Records pointing to named objects:
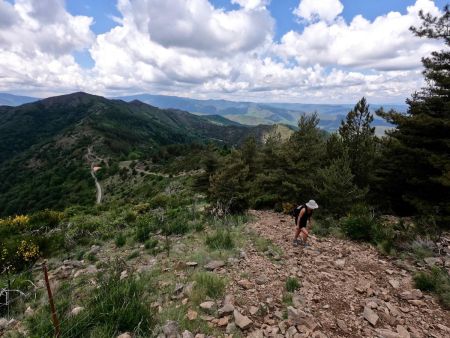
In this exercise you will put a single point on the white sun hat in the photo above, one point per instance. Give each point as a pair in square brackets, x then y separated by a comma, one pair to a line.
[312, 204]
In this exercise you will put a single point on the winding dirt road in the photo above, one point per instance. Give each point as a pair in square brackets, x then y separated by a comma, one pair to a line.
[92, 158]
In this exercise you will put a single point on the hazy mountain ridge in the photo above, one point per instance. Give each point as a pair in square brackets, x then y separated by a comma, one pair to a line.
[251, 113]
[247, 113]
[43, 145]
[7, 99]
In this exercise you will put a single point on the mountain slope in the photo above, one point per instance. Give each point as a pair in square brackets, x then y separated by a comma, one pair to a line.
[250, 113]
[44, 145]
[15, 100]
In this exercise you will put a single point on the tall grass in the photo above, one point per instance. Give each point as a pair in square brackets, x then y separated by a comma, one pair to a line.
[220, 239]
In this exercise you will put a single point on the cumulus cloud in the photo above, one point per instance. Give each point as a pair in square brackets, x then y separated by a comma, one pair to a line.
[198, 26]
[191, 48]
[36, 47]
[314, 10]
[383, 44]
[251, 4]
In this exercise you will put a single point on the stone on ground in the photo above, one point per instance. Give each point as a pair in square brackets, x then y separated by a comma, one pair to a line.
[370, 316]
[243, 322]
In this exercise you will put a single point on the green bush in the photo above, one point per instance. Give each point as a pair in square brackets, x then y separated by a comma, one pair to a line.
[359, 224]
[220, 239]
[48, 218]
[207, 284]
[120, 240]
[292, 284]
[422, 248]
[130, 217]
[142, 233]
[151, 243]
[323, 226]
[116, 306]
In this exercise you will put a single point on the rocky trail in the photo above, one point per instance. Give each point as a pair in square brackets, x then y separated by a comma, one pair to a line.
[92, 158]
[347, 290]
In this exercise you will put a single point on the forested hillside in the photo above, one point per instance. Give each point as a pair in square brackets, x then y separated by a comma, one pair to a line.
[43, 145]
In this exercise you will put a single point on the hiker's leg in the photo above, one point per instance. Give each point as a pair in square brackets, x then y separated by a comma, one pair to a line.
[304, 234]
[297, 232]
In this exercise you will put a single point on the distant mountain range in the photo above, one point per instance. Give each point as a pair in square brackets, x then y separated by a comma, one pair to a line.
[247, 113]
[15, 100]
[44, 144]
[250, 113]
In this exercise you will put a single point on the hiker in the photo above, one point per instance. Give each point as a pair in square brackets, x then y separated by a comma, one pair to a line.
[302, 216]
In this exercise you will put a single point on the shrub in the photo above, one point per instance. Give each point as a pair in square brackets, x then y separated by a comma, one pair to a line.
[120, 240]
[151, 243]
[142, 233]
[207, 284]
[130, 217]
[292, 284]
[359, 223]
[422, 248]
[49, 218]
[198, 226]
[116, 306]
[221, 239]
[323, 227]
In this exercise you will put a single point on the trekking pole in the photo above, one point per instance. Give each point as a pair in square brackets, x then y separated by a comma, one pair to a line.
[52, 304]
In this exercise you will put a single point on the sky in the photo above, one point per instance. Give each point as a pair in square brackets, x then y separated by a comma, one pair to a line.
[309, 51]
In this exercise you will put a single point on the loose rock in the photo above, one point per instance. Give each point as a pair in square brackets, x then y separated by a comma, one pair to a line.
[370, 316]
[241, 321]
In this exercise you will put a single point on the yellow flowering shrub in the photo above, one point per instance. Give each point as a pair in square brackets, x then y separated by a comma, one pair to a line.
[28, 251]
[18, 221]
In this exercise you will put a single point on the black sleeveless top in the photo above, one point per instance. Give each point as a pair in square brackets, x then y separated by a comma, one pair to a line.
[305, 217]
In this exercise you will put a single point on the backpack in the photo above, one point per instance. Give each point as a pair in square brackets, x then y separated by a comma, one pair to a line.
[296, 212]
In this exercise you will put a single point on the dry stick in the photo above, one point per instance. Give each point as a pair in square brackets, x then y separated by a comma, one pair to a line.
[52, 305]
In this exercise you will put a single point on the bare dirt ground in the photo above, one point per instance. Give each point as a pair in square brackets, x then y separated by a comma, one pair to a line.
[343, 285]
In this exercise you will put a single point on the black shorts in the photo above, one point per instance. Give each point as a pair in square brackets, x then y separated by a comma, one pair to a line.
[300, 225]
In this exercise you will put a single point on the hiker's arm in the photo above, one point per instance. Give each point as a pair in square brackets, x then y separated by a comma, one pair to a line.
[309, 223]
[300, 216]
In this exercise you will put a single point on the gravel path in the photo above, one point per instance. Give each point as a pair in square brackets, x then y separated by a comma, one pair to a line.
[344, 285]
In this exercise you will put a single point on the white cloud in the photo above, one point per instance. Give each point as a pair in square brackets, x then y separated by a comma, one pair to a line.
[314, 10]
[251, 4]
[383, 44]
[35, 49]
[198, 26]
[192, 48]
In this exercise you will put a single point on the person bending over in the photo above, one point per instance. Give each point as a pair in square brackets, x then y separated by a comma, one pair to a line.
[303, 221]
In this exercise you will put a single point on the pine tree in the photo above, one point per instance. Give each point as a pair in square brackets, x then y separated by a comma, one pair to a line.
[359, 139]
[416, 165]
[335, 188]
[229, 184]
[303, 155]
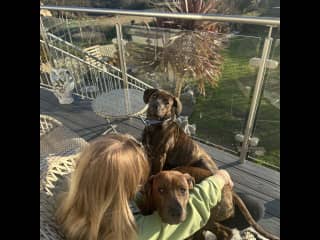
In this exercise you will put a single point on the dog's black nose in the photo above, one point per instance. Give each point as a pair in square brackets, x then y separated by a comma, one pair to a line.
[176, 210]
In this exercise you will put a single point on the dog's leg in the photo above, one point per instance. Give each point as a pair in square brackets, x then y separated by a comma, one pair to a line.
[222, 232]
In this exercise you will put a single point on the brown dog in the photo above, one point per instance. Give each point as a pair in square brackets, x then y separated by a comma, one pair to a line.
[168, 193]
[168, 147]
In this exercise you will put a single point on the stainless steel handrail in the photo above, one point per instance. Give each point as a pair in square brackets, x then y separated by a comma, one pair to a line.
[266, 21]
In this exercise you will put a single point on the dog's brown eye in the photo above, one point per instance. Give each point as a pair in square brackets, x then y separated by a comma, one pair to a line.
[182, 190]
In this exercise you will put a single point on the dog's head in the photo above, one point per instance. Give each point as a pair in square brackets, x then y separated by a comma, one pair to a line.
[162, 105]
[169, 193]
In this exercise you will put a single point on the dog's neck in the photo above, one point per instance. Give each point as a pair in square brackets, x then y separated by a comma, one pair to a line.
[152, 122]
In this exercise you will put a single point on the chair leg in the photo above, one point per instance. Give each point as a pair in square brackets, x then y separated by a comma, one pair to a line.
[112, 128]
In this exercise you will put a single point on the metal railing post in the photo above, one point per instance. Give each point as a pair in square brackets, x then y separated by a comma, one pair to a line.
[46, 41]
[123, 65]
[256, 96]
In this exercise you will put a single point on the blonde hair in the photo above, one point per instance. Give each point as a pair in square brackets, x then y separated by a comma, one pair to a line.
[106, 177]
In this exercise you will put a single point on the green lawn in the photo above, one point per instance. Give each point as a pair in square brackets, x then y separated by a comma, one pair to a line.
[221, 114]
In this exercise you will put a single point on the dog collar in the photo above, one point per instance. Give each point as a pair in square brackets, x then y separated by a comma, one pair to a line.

**TASK**
Substitute "image" for every occurrence of "photo" in all of the material above, keeping everything else unchanged, and omit the pictures from your reproduction.

**TASK SOLUTION**
In this exercise you will put a single point on the white sun hat in the image above, one point per instance. Give each point as a pair in square brackets, x then y separated by a comma, one pair to a line.
[312, 204]
In this exercise you will put a single point on the winding dirt road in the image above, one point per instance. Give each point as a pair in square brackets, x then y separated by a comma, one pair to a line.
[92, 158]
In this exercise you will put a single point on the hazy mountain ridge in the image above, one point per instance. Give each point as a pair in square brackets, x then y separated by a comma, one pair to a line.
[251, 113]
[247, 113]
[43, 145]
[7, 99]
In this exercise you will put a single point on the mountain slope in the image above, one point per instance. Give each point as a pair in square brackets, x then y separated by a comma, one pair to a line.
[250, 113]
[44, 145]
[15, 100]
In this exercise you will put a single point on the tall grass in the image above, one point per instance. Give each point as a pair in square brackets, x then y separated by a comma, one pair to a line.
[220, 239]
In this exercise you will put a single point on the cumulus cloud in the image above, one point per instance. Give each point as a pair in square brackets, x then y separated by a comma, one pair to a line.
[198, 26]
[191, 48]
[36, 47]
[314, 10]
[383, 44]
[251, 4]
In this exercise you will put a single point on the stone on ground in the image above, one point per instance. Give each point as a pair in square brackets, x then y separated by a comma, one pair to a line.
[370, 316]
[243, 322]
In this exercise you will put a single point on the green bush in the image above, one point per instance. Give each point as a pair in square brackets, x then y separated by a comma, one pair to a line.
[359, 224]
[220, 239]
[48, 218]
[207, 284]
[120, 240]
[292, 284]
[422, 248]
[130, 217]
[142, 233]
[151, 243]
[323, 226]
[116, 306]
In this exercise you will put a single point on the rocky trail in the image above, one point per instance. Give each point as a pair in square brackets, x then y separated by a comma, one pair to a line.
[92, 158]
[347, 290]
In this exercise you will put a single point on the forested hillside in the image above, one point per instance. Give each point as a pair in square brackets, x then y separated by a comma, one pair to a line.
[43, 145]
In this exercise you will put a single point on the hiker's leg in the image above, one point per instance. Give each point as a pair in square brackets, x then y separated by a comma, one pair to a line.
[304, 234]
[297, 232]
In this exercise you will put a single point on the distant mountain range in the image above, one point per instance. Give each point as a pair in square brackets, x then y separated by a comma, one pair to a line.
[247, 113]
[15, 100]
[44, 144]
[250, 113]
In this exercise you will put a single point on the hiker in the image above, one point per instance. Give each point as a pair in square brackets, x then y separated by a comma, one pair to a line.
[302, 216]
In this exercise you will put a single point on the shrub in the image above, one point per instance. Give each point as a pair in square brackets, x then y separated by a comma, one pair to a line.
[120, 240]
[151, 243]
[142, 233]
[207, 284]
[130, 217]
[292, 284]
[359, 223]
[422, 248]
[49, 218]
[198, 226]
[116, 306]
[221, 239]
[323, 227]
In this exercise you will put a single point on the trekking pole in the image above, one point per instance. Give each point as a pair in square brackets, x then y separated by a comma, one pair to a line.
[52, 304]
In this exercise you will put a single point on the sky in the image above, one point per instance. Give each point as a pair in square brackets, x then y separated by a comma, one pair to a line.
[309, 51]
In this exercise you will put a single point on the loose rock in the image above, one point per instance. Give each point as a pair in square brackets, x then y separated by a comma, one pair to a line.
[370, 316]
[241, 321]
In this exercise you will put a single point on the yellow flowering shrub in the image above, one point per instance. Give each point as a pair in square brackets, x then y separated by a comma, one pair to a line.
[28, 251]
[18, 221]
In this exercise you will put a single point on the black sleeveless top in the image above, one point per instance. Give each point as a pair in square brackets, x then y separated by a comma, one pair to a line.
[305, 217]
In this exercise you will put a single point on the backpack in the image above, one point per instance. Give each point as a pair in square brackets, x then y separated by a comma, one pair to a line.
[296, 212]
In this exercise you will put a single point on the dry stick in the image above, one point per instance. Give each point as a pair in square brackets, x then y separated by a comma, one pair to a line.
[52, 305]
In this exercise you will put a single point on the bare dirt ground in the image above, one point per instance. Give each point as a pair in square brackets, x then y separated by a comma, one pair to a line.
[343, 285]
In this exercise you will put a single point on the black shorts in the image above, one point per instance. Give each point as a pair in square brackets, x then y separated by a comma, one pair to a line.
[300, 225]
In this exercise you will put a single point on the hiker's arm in the image above, one point per instance. Give each point as a pair in square brackets, x then y separated by a comma, one pair to a line.
[309, 223]
[300, 216]
In this exercise you will put a single point on the gravel path in the image above, one point per instance. Give each point as a pair in square brackets, x then y separated by a comma, one pair to a line.
[344, 285]
In this exercise you will put a single point on the white cloud in the image above, one point per instance. Give each point as a pair in square brackets, x then y separated by a comma, one pair to a line.
[314, 10]
[251, 4]
[383, 44]
[35, 49]
[198, 26]
[192, 48]
In this exercise you will put a single point on the person bending over in the image above, one point per instance. Give each point as a pair in square brackets, x then y separated by a comma, one pair to a line.
[303, 221]
In this exercise you will put a single point on the pine tree in the image above, one point per instance. Give each point as a pair in square brackets, x then y separated by a comma, one pair to a line.
[359, 139]
[416, 165]
[335, 188]
[229, 184]
[303, 155]
In this exercise you will put a single point on the dog's black nose in the image above, one point per instance. Give each point as a pair in square brackets, x then y separated by a comma, one pair to a line.
[176, 210]
In this exercise you will put a single point on the dog's leg in the image above, one point per instance. Give each point as a pair in square brackets, x then y separated by a comma, one pair to a line.
[222, 232]
In this exercise you will put a single point on the brown dog in the image above, one point per instance. Give each point as a pair in square brackets, x then y separated by a comma, one pair to a line.
[168, 193]
[168, 147]
In this exercise you will put a single point on the stainless steel handrail in the image above, one point per instance. Give each point as a pair in square brackets, x then y separated by a comma, one pair to a line.
[266, 21]
In this exercise you will put a single point on the dog's brown eye in the image above, one point per instance. Give each point as a pair in square brackets, x then y separated by a comma, one pair to a line.
[182, 190]
In this exercise you will put a single point on the dog's head in the image above, one point per instance. Give each point as a pair in square brackets, x then y separated by a comma, one pair to a line.
[162, 105]
[169, 193]
In this exercise you will put a single point on the dog's neck in the image above, one point per instance. Give each point as a pair in square brackets, x then y separated by a comma, one pair to a line.
[152, 122]
In this exercise you will put a single point on the chair leg in the image above, one point per instance. Give each point as a pair in square brackets, x then y separated by a comma, one pair to a line.
[112, 128]
In this exercise you will put a single point on the metal railing post in the image above, one point per instance. Give each point as a pair in square brackets, x then y separated by a comma, one pair to a line.
[46, 41]
[123, 65]
[256, 96]
In this exercise you will put a single point on the blonde hair in the image above, one point per instance. Give each point as a pair in square brackets, x then y separated by a comma, one pair to a line.
[106, 177]
In this exercise you will put a single point on the green lawn in the image above, one point per instance. Give each point as a pair in square brackets, x then y separated by a comma, one pair to a line.
[221, 114]
In this exercise you will put a single point on the dog collar in the image above, one point per instance. Give each point as a pair in square brackets, x then y separated by a comma, one pair to a line.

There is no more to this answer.